> Task inputs
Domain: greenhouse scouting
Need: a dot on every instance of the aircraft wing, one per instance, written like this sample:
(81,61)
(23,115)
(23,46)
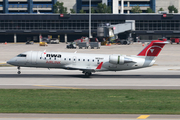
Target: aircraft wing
(83,68)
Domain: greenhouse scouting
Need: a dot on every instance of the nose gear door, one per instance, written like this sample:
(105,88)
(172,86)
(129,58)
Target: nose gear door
(34,57)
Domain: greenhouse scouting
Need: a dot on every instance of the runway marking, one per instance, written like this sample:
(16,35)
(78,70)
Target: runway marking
(143,116)
(57,87)
(174,69)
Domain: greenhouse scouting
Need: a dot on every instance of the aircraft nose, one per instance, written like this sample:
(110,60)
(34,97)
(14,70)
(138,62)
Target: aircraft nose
(11,61)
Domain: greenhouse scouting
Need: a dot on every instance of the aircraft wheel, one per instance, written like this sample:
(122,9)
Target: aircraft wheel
(88,74)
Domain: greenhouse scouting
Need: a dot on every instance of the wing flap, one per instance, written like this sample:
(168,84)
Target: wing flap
(84,68)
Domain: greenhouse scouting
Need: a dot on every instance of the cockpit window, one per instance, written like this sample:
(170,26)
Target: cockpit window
(21,55)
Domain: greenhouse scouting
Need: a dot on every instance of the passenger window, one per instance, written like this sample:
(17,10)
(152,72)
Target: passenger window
(21,55)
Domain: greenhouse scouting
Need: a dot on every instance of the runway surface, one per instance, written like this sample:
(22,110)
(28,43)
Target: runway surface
(85,116)
(156,77)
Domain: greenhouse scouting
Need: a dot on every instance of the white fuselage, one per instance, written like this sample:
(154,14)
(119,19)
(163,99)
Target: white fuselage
(79,61)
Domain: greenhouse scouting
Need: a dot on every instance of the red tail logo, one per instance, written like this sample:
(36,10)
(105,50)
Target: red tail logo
(153,49)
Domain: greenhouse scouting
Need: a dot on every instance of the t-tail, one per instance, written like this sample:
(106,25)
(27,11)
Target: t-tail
(153,49)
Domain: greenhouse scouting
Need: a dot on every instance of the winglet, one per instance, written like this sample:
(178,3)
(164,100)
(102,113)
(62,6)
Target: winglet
(99,66)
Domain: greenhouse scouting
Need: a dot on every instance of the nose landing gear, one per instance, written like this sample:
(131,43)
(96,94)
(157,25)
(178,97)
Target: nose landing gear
(19,72)
(87,74)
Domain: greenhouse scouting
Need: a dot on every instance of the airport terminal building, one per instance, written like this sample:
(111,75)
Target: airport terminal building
(20,28)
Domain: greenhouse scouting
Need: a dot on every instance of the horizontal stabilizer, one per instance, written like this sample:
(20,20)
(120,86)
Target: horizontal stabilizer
(153,49)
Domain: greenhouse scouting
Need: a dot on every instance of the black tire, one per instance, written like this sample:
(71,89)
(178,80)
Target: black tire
(87,74)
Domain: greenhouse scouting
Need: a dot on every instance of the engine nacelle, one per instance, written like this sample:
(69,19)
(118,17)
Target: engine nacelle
(118,59)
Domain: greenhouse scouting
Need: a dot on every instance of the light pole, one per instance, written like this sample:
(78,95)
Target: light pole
(89,18)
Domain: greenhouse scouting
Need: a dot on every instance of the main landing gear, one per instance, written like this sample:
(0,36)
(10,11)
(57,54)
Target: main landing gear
(19,72)
(87,74)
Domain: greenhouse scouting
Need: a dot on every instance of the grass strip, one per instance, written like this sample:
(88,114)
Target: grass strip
(90,101)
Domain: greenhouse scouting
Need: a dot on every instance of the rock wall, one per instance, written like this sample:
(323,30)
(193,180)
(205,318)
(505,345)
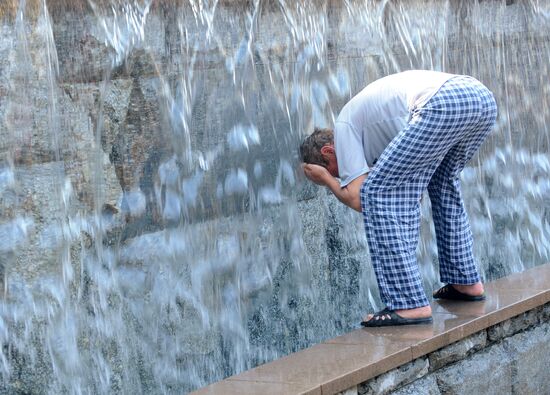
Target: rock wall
(150,184)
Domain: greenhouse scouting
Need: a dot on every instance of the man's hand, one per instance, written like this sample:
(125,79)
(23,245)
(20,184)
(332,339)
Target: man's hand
(317,174)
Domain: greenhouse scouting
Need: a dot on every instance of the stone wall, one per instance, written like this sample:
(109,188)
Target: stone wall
(149,174)
(512,357)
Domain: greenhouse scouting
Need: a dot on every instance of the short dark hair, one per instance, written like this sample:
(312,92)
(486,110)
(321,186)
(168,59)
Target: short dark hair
(310,149)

> Exercise
Locate every line in the records that contains the word "stone" and copy each of those lines.

> Solved problem
Need: a dot on every instance of the stone wall, one per instance, written like this sample:
Target: stone wall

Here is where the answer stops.